*Fragmento del documento:*

Pues bien, abordaremos de aquí en más -en varias entregas- el pensamiento del Apóstol acerca de una necesaria purificación hacia el interior de la comunidad cristiana. ¿Pero la Iglesia entonces es pecadora? ¿Cómo la una, santa, católica y apostólica puede necesitar purificarse? Permítanme entonces introducir un texto del catecismo de la Iglesía Católica que nos recuerda que la Iglesia en sí misma es santa pero recibe en ella a miembros pecadores.

 

Catecismo Nº 827  "Mientras que Cristo, santo, inocente, sin mancha, no conoció el pecado, sino que vino solamente a expiar los pecados del pueblo, la Iglesia, abrazando en su seno a los pecadores, es a la vez santa y siempre necesitada de purificación y busca sin cesar la conversión y la renovación" (LG 8; UR 3; 6). Todos los miembros de la Iglesia, incluso sus ministros, deben reconocerse pecadores (1 Jn 1,8-10). En todos, la cizaña del pecado todavía se encuentra mezclada con la buena semilla del Evangelio hasta el fin de los tiempos (cf. Mt 13,24-30). La Iglesia, pues, congrega a pecadores alcanzados ya por la salvación de Cristo, pero aún en vías de santificación: “La Iglesia es, pues, santa aunque abarque en su seno pecadores; porque ella no goza de otra vida que de la vida de la gracia; sus miembros,  ciertamente, si se alimentan de esta vida se santifican; si se apartan de ella, contraen pecados y manchas del alma, que impiden que la  santidad de ella se difunda radiante. Por lo que se aflige y hace  penitencia por aquellos pecados, teniendo poder de librar de ellos a  sus hijos por la sangre de Cristo y el don del Espíritu Santo” (Pablo VI; SPF 19).

 

Continuemos ahora nuestra lectura orante y diálogo vivo con San Pablo.

 

“¡No es como para gloriarse! ¿No saben que un poco de levadura fermenta toda la masa? Purifíquense de la levadura vieja, para ser masa nueva; pues son ázimos. Porque nuestro cordero pascual, Cristo, ha sido inmolado. Así que, celebremos la fiesta, no con vieja levadura, ni con levadura de malicia e inmoralidad, sino con ázimos de pureza y verdad.” 1 Cor 5,6-8

 

 La exhortación pues es bellísima y contundente en su expresión. No se debe permitir en forma alguna que se propague entre la comunidad la levadura vieja del pecado y de la inmoralidad. Los que son de Cristo, Cordero inmolado y nuestra Pascua, deben permanecer como panes ázimos, ofrecidos en pureza y verdad al Padre en unión a su Hijo. Aquí la levadura tiene connotaciones negativas: la irrupción y expansión contaminante del mal dentro de la Iglesia.

*Enunciado del ejercicio:* Copia tal cual el fragmento sobre la purificación de la Iglesia desde "Pues bien, abordaremos" hasta "a miembros pecadores.", ambos incluidos. Las entradas no tienen relación con el fragmento.

*Filas de un conjunto de datos:*
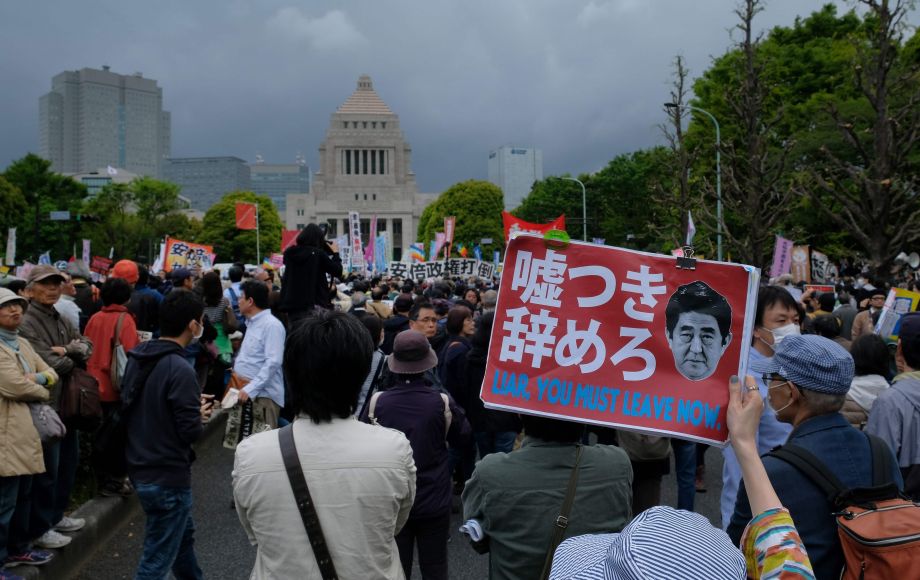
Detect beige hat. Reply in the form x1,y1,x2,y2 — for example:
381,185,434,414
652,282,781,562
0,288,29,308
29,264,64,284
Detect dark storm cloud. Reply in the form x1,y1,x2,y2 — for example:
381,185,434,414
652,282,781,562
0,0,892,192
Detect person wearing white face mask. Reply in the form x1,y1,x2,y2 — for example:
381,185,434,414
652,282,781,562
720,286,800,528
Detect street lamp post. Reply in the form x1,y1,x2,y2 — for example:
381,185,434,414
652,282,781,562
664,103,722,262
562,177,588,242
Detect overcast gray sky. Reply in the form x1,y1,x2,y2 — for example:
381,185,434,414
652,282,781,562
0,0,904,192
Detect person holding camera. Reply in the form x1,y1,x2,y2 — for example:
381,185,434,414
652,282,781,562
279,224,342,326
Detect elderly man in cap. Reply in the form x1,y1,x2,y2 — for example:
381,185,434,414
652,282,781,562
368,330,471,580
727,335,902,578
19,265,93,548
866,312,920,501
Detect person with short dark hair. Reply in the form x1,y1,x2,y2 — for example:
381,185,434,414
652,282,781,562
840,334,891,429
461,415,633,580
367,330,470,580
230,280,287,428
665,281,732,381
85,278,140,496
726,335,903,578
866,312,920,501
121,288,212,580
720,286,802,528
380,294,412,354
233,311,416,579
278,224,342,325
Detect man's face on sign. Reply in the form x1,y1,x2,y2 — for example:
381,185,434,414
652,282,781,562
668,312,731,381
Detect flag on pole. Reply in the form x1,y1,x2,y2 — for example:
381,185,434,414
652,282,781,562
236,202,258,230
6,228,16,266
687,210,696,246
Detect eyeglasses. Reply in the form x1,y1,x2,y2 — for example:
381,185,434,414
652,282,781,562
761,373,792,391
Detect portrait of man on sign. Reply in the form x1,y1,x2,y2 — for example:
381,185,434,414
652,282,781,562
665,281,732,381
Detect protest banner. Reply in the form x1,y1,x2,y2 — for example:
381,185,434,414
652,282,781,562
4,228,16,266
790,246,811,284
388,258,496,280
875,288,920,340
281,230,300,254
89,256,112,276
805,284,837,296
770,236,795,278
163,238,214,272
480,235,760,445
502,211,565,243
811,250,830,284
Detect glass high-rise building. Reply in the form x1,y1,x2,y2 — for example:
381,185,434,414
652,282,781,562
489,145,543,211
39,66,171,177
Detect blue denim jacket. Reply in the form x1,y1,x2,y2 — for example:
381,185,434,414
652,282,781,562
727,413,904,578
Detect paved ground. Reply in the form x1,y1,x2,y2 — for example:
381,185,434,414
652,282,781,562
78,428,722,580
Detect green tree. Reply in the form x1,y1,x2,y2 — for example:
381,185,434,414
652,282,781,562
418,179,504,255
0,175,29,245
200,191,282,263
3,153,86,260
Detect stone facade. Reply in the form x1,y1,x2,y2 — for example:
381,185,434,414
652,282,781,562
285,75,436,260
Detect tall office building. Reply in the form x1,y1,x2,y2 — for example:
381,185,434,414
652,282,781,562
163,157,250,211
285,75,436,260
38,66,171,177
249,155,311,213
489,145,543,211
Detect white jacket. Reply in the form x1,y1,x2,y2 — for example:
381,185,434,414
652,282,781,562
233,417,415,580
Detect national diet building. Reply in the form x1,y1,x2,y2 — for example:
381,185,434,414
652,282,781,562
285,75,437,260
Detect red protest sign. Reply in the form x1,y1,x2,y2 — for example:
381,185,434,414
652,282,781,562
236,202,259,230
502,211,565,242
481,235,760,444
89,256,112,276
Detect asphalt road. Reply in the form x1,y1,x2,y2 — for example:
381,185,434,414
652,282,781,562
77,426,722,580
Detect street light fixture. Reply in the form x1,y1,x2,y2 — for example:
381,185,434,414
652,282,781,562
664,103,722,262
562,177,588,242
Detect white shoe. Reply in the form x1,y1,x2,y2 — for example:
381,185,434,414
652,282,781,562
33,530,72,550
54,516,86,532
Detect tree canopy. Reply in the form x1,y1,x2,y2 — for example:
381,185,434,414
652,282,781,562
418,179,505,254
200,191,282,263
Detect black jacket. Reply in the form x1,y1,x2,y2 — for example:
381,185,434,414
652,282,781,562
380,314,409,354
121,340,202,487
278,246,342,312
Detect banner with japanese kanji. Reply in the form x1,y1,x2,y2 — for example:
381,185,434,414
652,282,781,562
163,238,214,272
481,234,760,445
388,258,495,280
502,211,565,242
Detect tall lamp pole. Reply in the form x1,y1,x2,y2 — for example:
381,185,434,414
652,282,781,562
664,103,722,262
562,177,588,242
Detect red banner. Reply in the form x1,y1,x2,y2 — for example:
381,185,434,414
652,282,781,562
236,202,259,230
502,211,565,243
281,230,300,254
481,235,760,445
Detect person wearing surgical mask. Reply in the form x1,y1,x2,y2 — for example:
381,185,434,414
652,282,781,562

*Respuesta:*
Pues bien, abordaremos de aquí en más -en varias entregas- el pensamiento del Apóstol acerca de una necesaria purificación hacia el interior de la comunidad cristiana. ¿Pero la Iglesia entonces es pecadora? ¿Cómo la una, santa, católica y apostólica puede necesitar purificarse? Permítanme entonces introducir un texto del catecismo de la Iglesía Católica que nos recuerda que la Iglesia en sí misma es santa pero recibe en ella a miembros pecadores.